*TO DO*: Would you restate the entries below word for word, leaving out the images?

*SUPPLIED RECORDS*:
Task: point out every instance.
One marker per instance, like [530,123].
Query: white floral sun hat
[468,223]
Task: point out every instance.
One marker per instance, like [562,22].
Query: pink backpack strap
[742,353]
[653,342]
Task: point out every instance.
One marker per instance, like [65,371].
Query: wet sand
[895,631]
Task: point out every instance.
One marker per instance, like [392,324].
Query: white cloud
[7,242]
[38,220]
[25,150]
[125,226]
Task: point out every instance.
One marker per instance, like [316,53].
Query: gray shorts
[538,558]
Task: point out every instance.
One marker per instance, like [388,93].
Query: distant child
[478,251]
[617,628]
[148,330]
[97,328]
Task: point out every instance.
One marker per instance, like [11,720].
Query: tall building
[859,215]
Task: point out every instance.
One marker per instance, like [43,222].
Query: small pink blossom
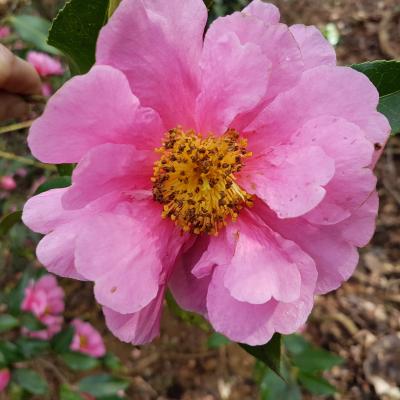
[4,32]
[45,299]
[262,186]
[44,64]
[7,182]
[4,378]
[87,339]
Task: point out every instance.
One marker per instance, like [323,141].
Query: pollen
[194,179]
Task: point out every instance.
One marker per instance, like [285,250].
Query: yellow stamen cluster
[195,179]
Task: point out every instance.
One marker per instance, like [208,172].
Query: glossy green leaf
[102,385]
[79,362]
[65,169]
[66,393]
[316,384]
[7,222]
[31,348]
[75,30]
[33,30]
[269,353]
[54,183]
[8,322]
[62,341]
[29,321]
[30,381]
[385,75]
[217,340]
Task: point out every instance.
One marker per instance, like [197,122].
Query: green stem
[27,161]
[16,127]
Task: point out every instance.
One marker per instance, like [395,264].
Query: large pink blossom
[87,339]
[246,223]
[44,299]
[44,64]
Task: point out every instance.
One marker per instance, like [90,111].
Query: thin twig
[16,127]
[26,161]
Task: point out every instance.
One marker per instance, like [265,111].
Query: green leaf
[78,361]
[31,348]
[29,321]
[102,385]
[10,353]
[385,75]
[8,322]
[217,340]
[33,30]
[65,169]
[54,183]
[272,387]
[75,31]
[112,6]
[112,362]
[66,393]
[269,353]
[62,341]
[30,381]
[309,358]
[7,222]
[316,384]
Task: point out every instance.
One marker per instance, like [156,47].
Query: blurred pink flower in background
[44,64]
[4,378]
[7,182]
[4,32]
[87,339]
[261,188]
[44,299]
[47,89]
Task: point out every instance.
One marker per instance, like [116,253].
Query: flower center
[195,179]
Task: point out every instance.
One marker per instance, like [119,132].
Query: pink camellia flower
[44,299]
[260,188]
[87,339]
[4,32]
[7,182]
[4,378]
[44,64]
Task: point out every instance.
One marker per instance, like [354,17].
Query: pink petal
[137,328]
[354,99]
[190,292]
[240,321]
[316,50]
[287,179]
[56,250]
[89,110]
[159,53]
[108,168]
[276,43]
[120,257]
[224,92]
[267,12]
[353,181]
[264,265]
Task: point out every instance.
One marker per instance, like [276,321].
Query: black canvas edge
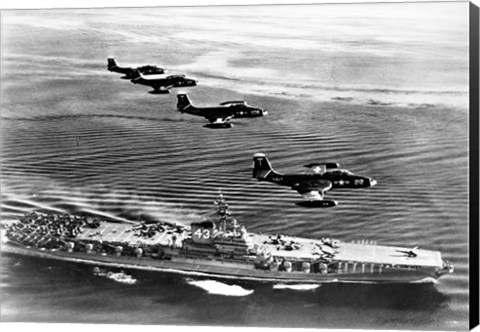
[474,168]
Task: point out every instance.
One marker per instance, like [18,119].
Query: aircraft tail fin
[111,63]
[261,167]
[183,102]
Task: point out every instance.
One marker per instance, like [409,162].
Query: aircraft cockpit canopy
[341,171]
[234,103]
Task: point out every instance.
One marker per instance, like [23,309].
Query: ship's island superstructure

*WRITTEN RESPONSE*:
Task: point out every instance.
One marker per instance, like [530,123].
Query: white floral sun hat
[468,223]
Task: point out every instance.
One marker per instance, like [562,22].
Query: pink backpack strap
[742,353]
[653,342]
Task: point out every instance.
One marker per instance, like [65,371].
Query: wet sand
[895,631]
Task: point out every instance.
One marker per instance, like [392,324].
Query: white cloud
[7,242]
[38,220]
[25,150]
[125,226]
Task: point out every instance.
One marker per instance, like [316,53].
Query: gray shorts
[538,558]
Task: point out every instance.
One marker per instance, like [388,93].
Query: distant child
[478,251]
[617,628]
[148,330]
[97,328]
Task: point out every instance.
One marker per instance, like [11,720].
Query: tall building
[859,215]
Task: point out every instance.
One marker per instance, like [43,222].
Query: small pink blossom
[4,32]
[45,299]
[262,186]
[44,64]
[7,182]
[4,378]
[87,339]
Task: point out every instance.
One marker per instance, like [323,141].
Query: pollen
[194,179]
Task: point out every instance.
One marker per instance, like [285,250].
Query: yellow stamen cluster
[195,179]
Task: point out every instance.
One marker per instance, like [208,172].
Query: glossy green leaf
[102,385]
[79,362]
[65,169]
[66,393]
[316,384]
[7,222]
[31,348]
[75,30]
[33,30]
[269,353]
[54,183]
[8,322]
[62,341]
[29,321]
[30,381]
[385,75]
[217,340]
Task: point out every instance.
One marker per instance, like [197,122].
Query: green stem
[27,161]
[16,127]
Task: point out every instance.
One marker per instance, like [395,264].
Query: large pink blossom
[87,339]
[246,223]
[44,299]
[44,64]
Task: point out every instance.
One marker per instance, like [90,111].
Query: thin twig
[16,127]
[26,161]
Task: point out every instance.
One marker per instance, like [265,111].
Query: green leaf
[78,361]
[31,348]
[29,321]
[102,385]
[10,353]
[385,75]
[8,322]
[217,340]
[33,30]
[65,169]
[54,183]
[272,387]
[75,31]
[112,6]
[112,362]
[66,393]
[269,353]
[62,341]
[30,381]
[309,358]
[7,222]
[316,384]
Task: point out every instance.
One marker per instance, like [156,47].
Query: blurred pink flower in background
[44,64]
[4,378]
[7,182]
[4,32]
[87,339]
[261,188]
[44,299]
[47,89]
Task: point out every instance.
One marker per instance, like [116,253].
Query: flower center
[195,179]
Task: point out every instance.
One marker per instance, like [119,132].
Query: pink camellia flower
[44,299]
[260,188]
[87,339]
[4,32]
[7,182]
[4,378]
[44,64]
Task: point out every instance.
One marker per instance, like [354,17].
Query: pink petal
[137,328]
[354,99]
[190,292]
[240,321]
[316,50]
[287,179]
[56,250]
[89,110]
[159,53]
[108,168]
[276,43]
[120,257]
[224,92]
[267,12]
[353,181]
[264,265]
Task: point out every instance.
One marker per instance, like [276,321].
Query: black canvas edge
[474,168]
Task: point out every instance.
One marker per instance, like [18,119].
Query: aircraft tail fin
[111,63]
[261,167]
[183,102]
Task: point out every instance.
One marker per instance, like [409,162].
Query: aircraft cockpit canopy
[341,171]
[234,103]
Task: point out every instance.
One marker per instance, like [23,309].
Query: ship's island superstructure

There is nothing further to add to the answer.